— BEGIN Data in this exercise —

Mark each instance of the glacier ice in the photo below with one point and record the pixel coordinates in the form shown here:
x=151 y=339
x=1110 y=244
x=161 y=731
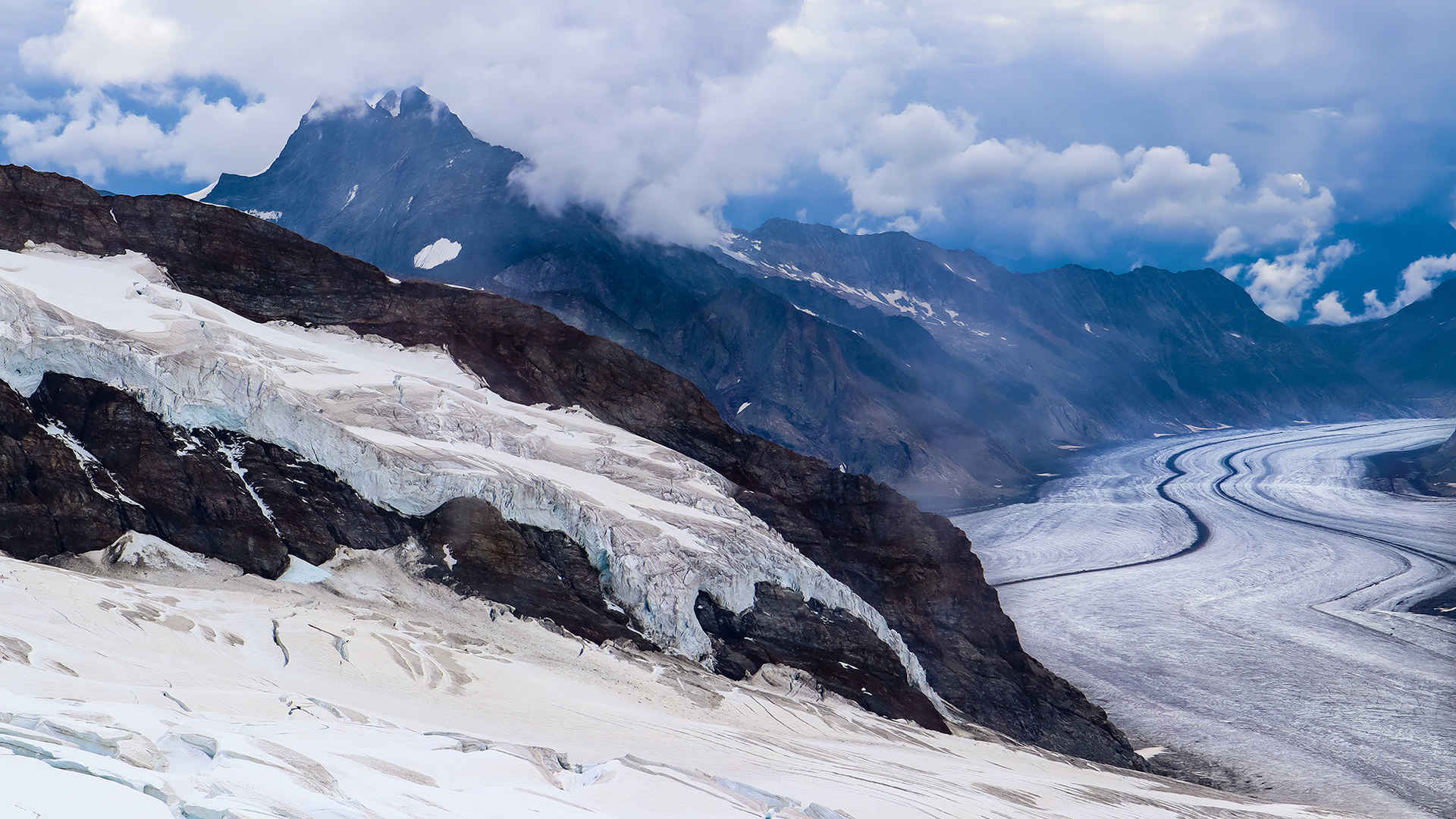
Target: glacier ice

— END Data in this exercise —
— BEGIN Data in this exercise —

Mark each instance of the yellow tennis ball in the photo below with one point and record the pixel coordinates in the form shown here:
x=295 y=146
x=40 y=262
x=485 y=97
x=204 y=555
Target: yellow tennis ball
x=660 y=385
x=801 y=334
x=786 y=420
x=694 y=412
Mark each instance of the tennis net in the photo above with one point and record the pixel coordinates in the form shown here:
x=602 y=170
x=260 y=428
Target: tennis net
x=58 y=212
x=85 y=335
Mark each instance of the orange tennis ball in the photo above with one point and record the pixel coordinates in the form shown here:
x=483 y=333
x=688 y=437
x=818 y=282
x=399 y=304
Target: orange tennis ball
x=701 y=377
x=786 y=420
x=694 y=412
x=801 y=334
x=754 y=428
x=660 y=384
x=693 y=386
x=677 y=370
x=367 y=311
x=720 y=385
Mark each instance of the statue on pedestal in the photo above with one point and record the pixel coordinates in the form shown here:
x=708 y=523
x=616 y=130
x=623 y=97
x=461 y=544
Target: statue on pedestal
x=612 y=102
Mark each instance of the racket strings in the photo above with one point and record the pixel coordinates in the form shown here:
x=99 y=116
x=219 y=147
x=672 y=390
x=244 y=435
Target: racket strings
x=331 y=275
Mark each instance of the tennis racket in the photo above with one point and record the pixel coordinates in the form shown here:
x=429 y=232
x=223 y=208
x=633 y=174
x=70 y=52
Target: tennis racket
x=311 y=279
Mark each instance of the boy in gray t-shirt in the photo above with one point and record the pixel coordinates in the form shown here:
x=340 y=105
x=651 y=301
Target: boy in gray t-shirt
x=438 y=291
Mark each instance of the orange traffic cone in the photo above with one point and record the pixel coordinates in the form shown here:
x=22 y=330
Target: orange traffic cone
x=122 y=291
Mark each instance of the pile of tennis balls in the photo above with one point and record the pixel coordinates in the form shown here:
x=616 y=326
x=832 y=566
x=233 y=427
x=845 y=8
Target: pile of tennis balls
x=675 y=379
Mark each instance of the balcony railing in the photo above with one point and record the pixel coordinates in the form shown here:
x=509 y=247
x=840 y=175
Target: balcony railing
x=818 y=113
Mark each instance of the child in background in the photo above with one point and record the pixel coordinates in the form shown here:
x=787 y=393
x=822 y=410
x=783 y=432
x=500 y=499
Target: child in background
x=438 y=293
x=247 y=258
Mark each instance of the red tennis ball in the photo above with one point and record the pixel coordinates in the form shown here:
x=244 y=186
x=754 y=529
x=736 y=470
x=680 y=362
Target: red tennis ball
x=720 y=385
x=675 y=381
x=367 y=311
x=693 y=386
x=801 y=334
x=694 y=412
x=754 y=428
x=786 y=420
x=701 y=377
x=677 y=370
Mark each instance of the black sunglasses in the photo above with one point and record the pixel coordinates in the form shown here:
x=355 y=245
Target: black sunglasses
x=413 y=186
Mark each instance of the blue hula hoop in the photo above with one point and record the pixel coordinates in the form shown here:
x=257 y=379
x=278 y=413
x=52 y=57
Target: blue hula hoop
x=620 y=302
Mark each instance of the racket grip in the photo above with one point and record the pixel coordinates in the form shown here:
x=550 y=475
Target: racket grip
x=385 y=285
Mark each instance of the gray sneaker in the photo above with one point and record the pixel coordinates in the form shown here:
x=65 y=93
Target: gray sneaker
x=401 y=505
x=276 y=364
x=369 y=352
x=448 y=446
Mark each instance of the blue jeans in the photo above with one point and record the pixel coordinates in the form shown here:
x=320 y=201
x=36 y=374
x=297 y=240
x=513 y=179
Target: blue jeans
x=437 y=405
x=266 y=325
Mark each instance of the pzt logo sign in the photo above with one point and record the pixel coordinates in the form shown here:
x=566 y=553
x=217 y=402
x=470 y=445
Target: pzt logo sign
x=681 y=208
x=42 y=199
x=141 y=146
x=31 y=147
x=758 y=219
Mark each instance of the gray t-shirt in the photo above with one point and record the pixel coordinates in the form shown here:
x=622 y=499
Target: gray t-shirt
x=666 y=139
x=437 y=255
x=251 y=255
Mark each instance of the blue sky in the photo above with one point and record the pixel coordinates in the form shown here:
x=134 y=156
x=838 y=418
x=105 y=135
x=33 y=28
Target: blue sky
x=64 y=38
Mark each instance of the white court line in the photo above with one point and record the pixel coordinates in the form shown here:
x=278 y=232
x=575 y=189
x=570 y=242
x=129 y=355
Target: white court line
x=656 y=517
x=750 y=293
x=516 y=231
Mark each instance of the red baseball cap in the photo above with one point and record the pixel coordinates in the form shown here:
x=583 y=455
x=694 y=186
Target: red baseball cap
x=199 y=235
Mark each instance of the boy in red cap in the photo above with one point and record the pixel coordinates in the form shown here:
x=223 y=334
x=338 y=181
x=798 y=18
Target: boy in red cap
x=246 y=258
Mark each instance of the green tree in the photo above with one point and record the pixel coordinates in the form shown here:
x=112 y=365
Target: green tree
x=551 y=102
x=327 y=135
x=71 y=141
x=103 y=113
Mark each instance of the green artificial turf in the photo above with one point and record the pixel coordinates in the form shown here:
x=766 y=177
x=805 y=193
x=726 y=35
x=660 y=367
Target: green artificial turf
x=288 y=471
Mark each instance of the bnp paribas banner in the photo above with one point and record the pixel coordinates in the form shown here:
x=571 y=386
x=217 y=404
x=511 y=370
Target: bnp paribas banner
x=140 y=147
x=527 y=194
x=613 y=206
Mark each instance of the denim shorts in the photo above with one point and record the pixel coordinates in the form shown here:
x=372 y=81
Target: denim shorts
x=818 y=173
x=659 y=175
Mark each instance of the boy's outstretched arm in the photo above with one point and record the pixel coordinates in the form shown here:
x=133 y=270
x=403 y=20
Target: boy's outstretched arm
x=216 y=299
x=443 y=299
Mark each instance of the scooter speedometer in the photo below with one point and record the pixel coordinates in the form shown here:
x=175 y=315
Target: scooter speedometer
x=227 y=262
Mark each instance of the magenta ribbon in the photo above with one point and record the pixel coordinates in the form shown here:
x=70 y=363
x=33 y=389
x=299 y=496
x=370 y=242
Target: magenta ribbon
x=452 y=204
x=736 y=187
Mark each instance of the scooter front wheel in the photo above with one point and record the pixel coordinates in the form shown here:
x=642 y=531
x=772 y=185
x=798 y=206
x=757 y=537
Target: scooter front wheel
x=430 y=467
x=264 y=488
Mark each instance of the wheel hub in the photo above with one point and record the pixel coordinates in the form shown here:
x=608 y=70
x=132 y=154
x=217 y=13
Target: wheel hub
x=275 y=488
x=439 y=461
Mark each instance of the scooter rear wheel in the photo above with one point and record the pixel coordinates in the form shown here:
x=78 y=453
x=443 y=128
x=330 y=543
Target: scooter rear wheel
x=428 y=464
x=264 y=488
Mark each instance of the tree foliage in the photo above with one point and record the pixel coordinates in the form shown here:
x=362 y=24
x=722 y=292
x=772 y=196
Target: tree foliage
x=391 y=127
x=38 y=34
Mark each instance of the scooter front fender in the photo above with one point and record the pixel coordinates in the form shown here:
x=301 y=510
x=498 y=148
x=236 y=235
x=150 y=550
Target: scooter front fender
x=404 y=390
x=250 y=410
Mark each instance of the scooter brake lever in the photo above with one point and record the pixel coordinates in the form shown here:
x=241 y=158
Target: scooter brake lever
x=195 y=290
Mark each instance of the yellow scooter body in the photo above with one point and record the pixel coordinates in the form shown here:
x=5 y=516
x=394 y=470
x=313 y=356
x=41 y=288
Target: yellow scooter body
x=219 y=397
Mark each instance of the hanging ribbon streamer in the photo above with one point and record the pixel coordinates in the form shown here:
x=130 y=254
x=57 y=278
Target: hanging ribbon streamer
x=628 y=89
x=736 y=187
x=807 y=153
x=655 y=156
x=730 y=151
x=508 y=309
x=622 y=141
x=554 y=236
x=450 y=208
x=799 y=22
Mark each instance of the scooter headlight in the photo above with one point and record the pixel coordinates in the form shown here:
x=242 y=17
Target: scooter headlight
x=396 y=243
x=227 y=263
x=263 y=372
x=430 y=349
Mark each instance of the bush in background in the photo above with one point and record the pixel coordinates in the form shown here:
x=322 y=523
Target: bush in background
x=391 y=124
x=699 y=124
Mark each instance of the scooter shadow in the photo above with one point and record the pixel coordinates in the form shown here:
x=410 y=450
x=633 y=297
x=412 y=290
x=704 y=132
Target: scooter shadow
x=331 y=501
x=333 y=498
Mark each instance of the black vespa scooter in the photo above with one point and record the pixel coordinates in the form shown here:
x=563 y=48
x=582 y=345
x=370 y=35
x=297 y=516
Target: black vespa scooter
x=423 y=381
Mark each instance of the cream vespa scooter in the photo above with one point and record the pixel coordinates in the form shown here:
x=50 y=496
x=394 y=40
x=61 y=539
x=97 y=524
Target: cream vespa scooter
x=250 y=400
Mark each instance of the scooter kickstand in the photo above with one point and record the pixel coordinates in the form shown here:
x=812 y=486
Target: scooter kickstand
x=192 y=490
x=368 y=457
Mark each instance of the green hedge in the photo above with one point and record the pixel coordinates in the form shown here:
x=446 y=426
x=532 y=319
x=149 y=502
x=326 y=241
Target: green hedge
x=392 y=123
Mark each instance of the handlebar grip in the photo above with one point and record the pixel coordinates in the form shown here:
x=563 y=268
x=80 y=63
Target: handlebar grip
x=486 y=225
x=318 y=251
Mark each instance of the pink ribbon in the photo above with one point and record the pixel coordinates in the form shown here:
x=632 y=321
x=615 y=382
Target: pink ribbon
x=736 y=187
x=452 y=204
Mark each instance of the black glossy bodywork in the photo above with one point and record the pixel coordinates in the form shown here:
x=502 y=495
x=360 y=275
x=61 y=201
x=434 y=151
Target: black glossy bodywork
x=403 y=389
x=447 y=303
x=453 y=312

— END Data in this exercise —

-- Task to carry out --
Rewrite the listing from the line with "Mark each instance of the scooter front fender" up to and including the line with "x=250 y=410", shifting both x and y of every answer point up by 146. Keep the request lines and their sample coordinates unchanged.

-- Task result --
Mark each instance of the scooter front fender in the photo above with one point and record the pixel coordinates in the form shown here:
x=301 y=510
x=498 y=148
x=236 y=235
x=150 y=550
Target: scooter front fender
x=550 y=536
x=396 y=556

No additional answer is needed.